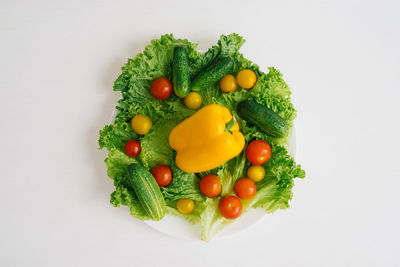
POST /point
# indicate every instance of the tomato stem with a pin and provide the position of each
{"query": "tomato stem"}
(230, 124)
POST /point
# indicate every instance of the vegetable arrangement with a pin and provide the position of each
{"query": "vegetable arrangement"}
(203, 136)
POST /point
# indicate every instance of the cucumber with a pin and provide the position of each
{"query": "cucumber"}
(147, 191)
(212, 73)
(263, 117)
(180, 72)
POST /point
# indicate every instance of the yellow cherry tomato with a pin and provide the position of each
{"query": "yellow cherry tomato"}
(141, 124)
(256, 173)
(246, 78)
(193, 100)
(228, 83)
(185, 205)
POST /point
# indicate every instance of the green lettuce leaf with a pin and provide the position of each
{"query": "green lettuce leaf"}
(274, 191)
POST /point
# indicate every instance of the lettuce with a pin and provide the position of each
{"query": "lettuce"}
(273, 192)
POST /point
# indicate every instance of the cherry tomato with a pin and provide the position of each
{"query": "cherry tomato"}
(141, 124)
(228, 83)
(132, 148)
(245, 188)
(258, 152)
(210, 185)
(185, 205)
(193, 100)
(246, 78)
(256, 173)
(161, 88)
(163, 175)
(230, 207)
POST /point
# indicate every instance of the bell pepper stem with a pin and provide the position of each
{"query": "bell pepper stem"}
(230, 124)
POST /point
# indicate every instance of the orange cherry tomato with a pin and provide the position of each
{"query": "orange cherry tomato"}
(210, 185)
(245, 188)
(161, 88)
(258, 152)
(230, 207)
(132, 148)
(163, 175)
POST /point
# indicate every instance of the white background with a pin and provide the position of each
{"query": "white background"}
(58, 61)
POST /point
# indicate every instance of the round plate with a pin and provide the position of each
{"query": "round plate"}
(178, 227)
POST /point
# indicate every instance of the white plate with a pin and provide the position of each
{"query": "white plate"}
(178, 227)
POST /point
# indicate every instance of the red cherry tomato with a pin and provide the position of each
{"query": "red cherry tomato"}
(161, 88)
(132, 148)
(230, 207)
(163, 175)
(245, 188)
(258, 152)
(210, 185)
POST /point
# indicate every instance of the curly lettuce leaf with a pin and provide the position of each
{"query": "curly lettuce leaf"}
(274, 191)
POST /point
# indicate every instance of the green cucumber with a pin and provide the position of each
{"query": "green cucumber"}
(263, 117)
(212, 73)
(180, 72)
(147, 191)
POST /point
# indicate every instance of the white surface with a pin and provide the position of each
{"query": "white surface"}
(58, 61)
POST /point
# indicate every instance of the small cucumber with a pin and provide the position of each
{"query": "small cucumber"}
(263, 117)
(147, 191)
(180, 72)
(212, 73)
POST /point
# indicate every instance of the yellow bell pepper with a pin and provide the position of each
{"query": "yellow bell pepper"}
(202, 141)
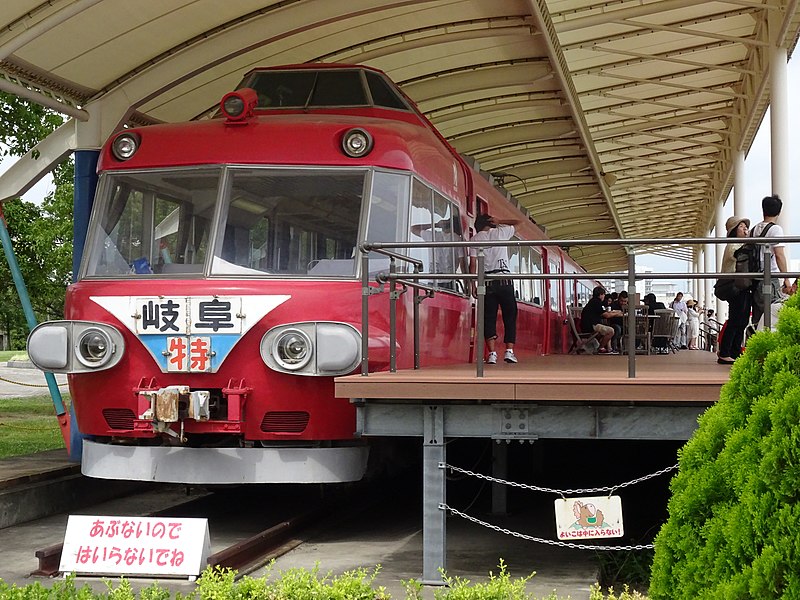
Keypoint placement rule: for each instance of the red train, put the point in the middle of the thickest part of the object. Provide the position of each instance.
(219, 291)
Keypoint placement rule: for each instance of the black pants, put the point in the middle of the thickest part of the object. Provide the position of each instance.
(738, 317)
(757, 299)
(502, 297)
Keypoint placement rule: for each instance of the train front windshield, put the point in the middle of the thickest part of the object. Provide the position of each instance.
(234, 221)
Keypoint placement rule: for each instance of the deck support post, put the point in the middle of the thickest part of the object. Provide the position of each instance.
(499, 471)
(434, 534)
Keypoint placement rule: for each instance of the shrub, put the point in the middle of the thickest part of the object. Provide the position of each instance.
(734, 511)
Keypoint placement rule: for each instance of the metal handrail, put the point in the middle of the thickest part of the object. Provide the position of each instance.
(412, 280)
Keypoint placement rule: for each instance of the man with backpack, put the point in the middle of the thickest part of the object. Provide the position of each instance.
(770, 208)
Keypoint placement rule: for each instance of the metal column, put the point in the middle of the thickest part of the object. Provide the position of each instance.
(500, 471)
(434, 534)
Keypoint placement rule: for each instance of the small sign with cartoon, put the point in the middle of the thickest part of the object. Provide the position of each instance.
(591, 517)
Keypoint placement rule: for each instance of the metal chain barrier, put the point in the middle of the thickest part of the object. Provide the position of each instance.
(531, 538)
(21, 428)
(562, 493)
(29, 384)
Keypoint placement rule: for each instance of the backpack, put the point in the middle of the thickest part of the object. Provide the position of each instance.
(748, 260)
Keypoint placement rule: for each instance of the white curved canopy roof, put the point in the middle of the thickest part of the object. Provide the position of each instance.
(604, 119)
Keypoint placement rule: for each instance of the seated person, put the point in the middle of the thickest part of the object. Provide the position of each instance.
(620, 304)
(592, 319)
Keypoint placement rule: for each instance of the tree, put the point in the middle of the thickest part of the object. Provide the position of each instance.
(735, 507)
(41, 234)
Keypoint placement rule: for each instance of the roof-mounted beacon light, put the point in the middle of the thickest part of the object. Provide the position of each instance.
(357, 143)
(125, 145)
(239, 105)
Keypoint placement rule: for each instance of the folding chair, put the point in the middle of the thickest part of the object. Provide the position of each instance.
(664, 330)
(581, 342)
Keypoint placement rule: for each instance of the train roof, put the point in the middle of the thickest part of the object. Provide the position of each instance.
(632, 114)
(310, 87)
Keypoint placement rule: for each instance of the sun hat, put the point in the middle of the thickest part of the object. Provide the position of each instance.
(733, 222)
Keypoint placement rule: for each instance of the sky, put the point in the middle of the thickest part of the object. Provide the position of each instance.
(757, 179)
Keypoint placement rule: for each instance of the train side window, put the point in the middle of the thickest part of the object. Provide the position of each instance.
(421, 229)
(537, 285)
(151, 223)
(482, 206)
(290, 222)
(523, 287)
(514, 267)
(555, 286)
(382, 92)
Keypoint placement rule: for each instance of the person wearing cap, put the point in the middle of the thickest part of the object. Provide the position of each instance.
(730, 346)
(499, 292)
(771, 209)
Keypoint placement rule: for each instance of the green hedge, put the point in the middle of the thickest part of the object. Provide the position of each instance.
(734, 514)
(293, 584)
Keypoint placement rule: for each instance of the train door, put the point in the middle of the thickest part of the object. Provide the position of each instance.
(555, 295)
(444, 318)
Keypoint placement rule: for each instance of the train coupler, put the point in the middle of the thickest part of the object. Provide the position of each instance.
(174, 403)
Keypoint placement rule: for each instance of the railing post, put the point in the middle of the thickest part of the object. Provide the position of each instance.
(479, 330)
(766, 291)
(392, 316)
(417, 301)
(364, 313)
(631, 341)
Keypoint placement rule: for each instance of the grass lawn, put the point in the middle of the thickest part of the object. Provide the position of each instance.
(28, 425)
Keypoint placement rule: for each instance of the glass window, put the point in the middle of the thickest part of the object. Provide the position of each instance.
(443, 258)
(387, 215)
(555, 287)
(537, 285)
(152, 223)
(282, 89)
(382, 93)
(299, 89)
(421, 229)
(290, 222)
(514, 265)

◆ ◆ ◆ ◆ ◆ ◆ ◆

_Short problem_
Pictures are to be left out; the records above must be repeated word for word.

_Reply to the exercise_
POST /point
# indicate every instance of the tomato stem with a pin and provide the position of each
{"query": "tomato stem"}
(230, 124)
POST /point
# indicate every instance of the vegetable arrangement with a pin and provide the position of each
{"query": "vegetable arrangement"}
(203, 136)
POST /point
# indicate every instance of the cucumber with a pin and provide the position of each
{"query": "cucumber"}
(147, 191)
(212, 73)
(263, 117)
(180, 72)
POST /point
# indicate every instance of the yellow cherry tomato with a pin and provide the position of each
{"query": "yellow cherry tomato"}
(141, 124)
(256, 173)
(246, 78)
(193, 100)
(228, 83)
(185, 205)
POST /point
# indicate every instance of the green lettuce leaf with a pin and provide the position of each
{"query": "green lettuce leaf"}
(274, 191)
POST /point
# indicate every instance of the lettuce with a pin and provide the position of each
{"query": "lettuce"}
(273, 192)
POST /point
# indicate every instance of the cherry tomato with a pin and provide the position of each
{"query": "cherry tomato"}
(141, 124)
(228, 83)
(132, 148)
(245, 188)
(258, 152)
(210, 185)
(185, 205)
(193, 100)
(246, 78)
(256, 173)
(161, 88)
(163, 175)
(230, 207)
POST /point
# indicate every instance of the bell pepper stem with a pin and provide the position of each
{"query": "bell pepper stem"}
(230, 124)
POST /point
# indicate every instance of the orange cherry tomato with a pin and provide the position of each
{"query": "orange cherry tomato"}
(210, 185)
(245, 188)
(161, 88)
(258, 152)
(230, 207)
(132, 148)
(163, 175)
POST /point
# indicate every instance of the white background with a pin and provide the position of each
{"query": "white background"}
(58, 61)
POST /point
# indicate every instance of the round plate with a pin and provide the position of each
{"query": "round plate"}
(178, 227)
POST /point
# indicate every instance of the white plate with a pin and provide the position of each
{"query": "white plate"}
(178, 227)
POST /point
# indicate every instance of the red cherry tomato with a pin and provide the position of each
{"query": "red cherry tomato"}
(161, 88)
(132, 148)
(230, 207)
(163, 175)
(245, 188)
(258, 152)
(210, 185)
POST /point
# indicate every instance of the curly lettuce leaf with a pin and provide the position of each
{"query": "curly lettuce leaf"}
(274, 191)
POST /point
# indicate every instance of the green cucumber with a pin and provide the position of each
{"query": "green cucumber"}
(263, 117)
(212, 73)
(180, 72)
(147, 191)
POST /point
# indicate every instance of the white surface with a pin and provide the position of each
{"query": "white surface"}
(58, 61)
POST /point
# indicate every instance of the small cucumber with a pin and provide the position of each
{"query": "small cucumber"}
(263, 117)
(147, 191)
(180, 72)
(212, 73)
POST /point
# indicate every instance of the yellow bell pepper with a pin and provide the position of each
{"query": "yellow bell pepper"}
(202, 141)
Keypoint placement rule: for each instance of the red train, put the point in the middle of the thickest part of the object. Provide the position of each instance.
(219, 291)
Keypoint placement rule: for each instance of the black pants, put the point in the middle of the thickest part of the object. Provide the position of each instance.
(738, 317)
(757, 299)
(502, 297)
Keypoint placement rule: for each instance of the train front windshield, put the point in the middle of the thickest part of the object. Provide the position of each instance.
(234, 221)
Keypoint placement rule: for each instance of the deck support post, put the point in the middle of the thickest part of the object. Provide the position of each instance.
(499, 471)
(434, 534)
Keypoint placement rule: for each instance of the shrub, put the point in the middle of the thickest part of the object. Provide the position of each instance.
(734, 511)
Keypoint placement rule: for each instance of the metal handrail, put the point in the middle of the thickest part of the object. Provide the position of each instance.
(412, 280)
Keypoint placement rule: for each instance of the man with backpack, put the point in the middle of the thickest part of the object. Provide the position of each instance.
(770, 208)
Keypoint placement rule: for each instance of the metal column, put the point in the middle of the thickest part of the object. Provide the position of each instance.
(500, 471)
(434, 534)
Keypoint placement rule: for each instance of the small sign with cartoon, put the point in the middle of the thickest part of the object. Provide the position of each instance.
(591, 517)
Keypoint placement rule: for each instance of the metal chain barrier, put the point in the middle of the thickest part of the object. Provide the position of each instance.
(531, 538)
(21, 428)
(562, 493)
(29, 384)
Keypoint placement rule: for each instance of the backpack, put the point in the middle of the thickest part of the object. Provide the position of each instance.
(748, 260)
Keypoint placement rule: for each instance of the white curved canopy roof, put the point in the middle of the thickest part of the object. Provide the position of each instance.
(604, 119)
Keypoint placement rule: for each instance of the seated person, put the point in the middle of the thickest part of the object. Provide the position of each instance.
(620, 304)
(592, 319)
Keypoint placement rule: for each instance of the tree, put the point in the middle of the thickest part of the object. Provide the position of each instance.
(735, 507)
(41, 234)
Keypoint placement rule: for each instance of the roof-mounted beacon light, put the point in the middle of the thickest part of the object. Provide the position of each instance.
(357, 143)
(125, 145)
(239, 105)
Keypoint placement rule: for each instance of the folding chair, put the point in the middle of the thickest part of the object. Provide the position of each instance.
(664, 330)
(581, 342)
Keypoint placement rule: for each instance of the train roof, put the point in the middle of the thickest part of the object. Provide the position of each instance.
(632, 114)
(310, 87)
Keypoint placement rule: for each instance of the sun hat, put the point in the middle of the thickest part of the object. Provide the position of each instance.
(733, 222)
Keypoint placement rule: for each instance of the sky, put the point in the middle of the thickest part of the object. Provide the position of each instance.
(757, 179)
Keypoint placement rule: for each instance of the train side window, put the point in the middle of the thickest part of the object. Provide the position of each instance.
(421, 229)
(537, 285)
(151, 223)
(482, 206)
(290, 222)
(523, 287)
(514, 267)
(555, 286)
(382, 92)
Keypoint placement rule: for each instance of the person wearing cap, put the point in the middle of the thickest part of the object. Provide the position of each instance.
(730, 346)
(499, 292)
(771, 209)
Keypoint placement rule: for each instance of the green hedge, put the point in the middle of the thickest part of the object. Provide the position of each instance.
(734, 514)
(293, 584)
Keypoint placement rule: for each instance of the train door, put the point in the middle of the thickest part of the object. Provide the position of each instance.
(555, 295)
(444, 318)
Keypoint placement rule: for each instance of the train coupler, put the point in the middle of the thickest part of the object. Provide the position of each instance.
(174, 403)
Keypoint placement rule: for each instance of the railing post, put the point in the middle of the thickest part of the object. Provide the position of each instance.
(479, 330)
(766, 291)
(392, 316)
(417, 301)
(364, 313)
(631, 341)
Keypoint placement rule: for each instance of the grass lawn, put the point in the middle of the thickest part of the object. Provide the position of each instance.
(28, 425)
Keypoint placement rule: for each instance of the glass window, put the point in the middle of the thickest part of the object. Provide the position of each instance.
(443, 258)
(387, 215)
(555, 287)
(537, 285)
(152, 223)
(282, 89)
(382, 93)
(299, 89)
(421, 229)
(290, 222)
(514, 265)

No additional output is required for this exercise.